## Given instruction
Pick out every line below that contains the string "sleeve", and copy each of those lines.

[Rows from a pointing dataset]
-=-=-
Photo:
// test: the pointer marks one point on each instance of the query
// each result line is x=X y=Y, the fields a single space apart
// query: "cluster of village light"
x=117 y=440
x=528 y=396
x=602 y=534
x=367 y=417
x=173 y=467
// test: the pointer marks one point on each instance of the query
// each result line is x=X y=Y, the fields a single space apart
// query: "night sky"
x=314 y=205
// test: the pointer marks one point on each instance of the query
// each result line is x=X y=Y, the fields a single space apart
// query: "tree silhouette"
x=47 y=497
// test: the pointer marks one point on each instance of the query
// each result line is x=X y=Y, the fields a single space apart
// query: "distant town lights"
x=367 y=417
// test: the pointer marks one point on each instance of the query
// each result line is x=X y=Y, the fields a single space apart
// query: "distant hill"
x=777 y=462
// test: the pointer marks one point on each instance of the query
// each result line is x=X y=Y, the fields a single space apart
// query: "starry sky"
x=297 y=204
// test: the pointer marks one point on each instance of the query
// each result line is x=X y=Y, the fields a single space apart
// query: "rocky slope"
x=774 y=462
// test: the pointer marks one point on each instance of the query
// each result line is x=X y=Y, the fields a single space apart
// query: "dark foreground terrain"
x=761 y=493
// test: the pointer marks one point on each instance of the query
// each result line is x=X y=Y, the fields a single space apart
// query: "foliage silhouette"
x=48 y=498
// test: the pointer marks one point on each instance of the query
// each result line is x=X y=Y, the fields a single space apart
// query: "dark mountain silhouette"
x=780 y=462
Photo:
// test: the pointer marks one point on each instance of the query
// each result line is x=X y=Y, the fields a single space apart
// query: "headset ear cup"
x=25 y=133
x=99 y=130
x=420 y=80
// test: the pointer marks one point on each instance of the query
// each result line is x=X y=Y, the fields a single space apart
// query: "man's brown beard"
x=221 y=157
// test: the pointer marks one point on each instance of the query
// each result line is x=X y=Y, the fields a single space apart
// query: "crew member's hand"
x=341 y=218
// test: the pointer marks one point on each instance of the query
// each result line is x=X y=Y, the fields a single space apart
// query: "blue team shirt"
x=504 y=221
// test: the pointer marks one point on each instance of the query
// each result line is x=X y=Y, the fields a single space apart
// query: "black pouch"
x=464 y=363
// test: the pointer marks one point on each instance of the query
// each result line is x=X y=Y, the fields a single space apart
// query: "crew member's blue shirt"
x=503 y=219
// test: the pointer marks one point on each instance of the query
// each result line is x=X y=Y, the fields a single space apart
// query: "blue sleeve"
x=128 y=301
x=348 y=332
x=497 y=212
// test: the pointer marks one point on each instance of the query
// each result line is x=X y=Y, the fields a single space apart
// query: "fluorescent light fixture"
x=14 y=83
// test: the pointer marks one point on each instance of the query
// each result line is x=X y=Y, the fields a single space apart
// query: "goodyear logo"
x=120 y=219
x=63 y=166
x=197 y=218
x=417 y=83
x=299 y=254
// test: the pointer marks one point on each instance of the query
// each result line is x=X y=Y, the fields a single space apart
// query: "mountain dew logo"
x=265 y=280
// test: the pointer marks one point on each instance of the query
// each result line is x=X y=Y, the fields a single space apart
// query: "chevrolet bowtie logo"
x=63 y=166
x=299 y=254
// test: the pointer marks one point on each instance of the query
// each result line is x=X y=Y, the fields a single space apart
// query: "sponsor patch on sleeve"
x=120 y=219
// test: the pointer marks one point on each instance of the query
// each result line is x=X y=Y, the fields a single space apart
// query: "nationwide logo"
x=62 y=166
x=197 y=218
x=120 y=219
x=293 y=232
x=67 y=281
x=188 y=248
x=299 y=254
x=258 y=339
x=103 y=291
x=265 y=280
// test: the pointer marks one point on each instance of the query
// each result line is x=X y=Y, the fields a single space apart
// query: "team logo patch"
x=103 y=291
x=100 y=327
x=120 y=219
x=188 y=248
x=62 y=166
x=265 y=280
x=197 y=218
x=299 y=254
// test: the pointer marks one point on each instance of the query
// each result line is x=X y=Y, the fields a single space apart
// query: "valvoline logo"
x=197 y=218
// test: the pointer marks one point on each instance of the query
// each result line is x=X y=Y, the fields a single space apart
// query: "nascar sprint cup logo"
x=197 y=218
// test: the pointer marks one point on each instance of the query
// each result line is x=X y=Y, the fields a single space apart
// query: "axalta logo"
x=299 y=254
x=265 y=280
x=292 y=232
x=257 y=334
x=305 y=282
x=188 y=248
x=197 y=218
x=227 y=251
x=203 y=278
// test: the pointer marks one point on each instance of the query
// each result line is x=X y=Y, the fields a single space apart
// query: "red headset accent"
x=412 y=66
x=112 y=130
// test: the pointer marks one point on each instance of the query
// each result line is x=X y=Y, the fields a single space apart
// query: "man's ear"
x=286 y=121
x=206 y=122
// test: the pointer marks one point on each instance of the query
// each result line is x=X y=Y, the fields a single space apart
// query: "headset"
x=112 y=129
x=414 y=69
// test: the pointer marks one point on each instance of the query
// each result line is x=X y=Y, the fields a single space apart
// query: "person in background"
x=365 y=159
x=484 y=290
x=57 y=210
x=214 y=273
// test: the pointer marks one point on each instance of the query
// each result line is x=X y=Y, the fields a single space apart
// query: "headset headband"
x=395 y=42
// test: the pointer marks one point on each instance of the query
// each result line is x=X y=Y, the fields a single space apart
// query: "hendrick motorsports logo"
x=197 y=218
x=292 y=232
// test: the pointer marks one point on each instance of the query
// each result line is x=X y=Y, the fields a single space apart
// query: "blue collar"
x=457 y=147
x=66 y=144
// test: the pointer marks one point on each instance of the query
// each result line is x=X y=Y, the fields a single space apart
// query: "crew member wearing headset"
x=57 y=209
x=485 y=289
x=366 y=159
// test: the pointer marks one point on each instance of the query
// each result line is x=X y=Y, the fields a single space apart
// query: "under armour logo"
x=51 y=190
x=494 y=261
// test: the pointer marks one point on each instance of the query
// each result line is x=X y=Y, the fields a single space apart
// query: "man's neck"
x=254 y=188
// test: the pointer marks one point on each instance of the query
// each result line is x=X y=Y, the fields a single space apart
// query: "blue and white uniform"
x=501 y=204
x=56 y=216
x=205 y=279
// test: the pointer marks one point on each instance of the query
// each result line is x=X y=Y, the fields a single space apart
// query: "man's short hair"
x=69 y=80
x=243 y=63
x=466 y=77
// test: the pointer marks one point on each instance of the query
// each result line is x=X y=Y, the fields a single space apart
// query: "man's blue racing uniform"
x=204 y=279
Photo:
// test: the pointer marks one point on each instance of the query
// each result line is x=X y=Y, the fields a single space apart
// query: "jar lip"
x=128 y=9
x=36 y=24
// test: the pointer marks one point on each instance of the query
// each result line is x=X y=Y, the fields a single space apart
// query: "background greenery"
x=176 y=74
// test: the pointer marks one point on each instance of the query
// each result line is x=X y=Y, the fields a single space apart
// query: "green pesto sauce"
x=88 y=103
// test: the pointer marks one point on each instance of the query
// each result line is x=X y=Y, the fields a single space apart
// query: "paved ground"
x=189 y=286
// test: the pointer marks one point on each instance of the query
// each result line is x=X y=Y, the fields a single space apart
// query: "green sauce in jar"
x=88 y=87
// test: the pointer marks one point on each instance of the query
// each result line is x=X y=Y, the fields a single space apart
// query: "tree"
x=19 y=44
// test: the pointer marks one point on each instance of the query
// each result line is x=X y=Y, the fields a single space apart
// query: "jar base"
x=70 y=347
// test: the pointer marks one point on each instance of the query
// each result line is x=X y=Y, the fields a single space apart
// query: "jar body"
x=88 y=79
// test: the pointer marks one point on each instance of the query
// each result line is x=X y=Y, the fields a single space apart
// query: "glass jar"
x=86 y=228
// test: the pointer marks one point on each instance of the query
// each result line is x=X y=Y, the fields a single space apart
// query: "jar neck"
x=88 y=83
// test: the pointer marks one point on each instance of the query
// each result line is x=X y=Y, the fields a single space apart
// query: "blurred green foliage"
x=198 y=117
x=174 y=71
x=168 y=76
-=-=-
## Complete response
// query: "blue sleeve"
// query: "sponsor patch on sleeve"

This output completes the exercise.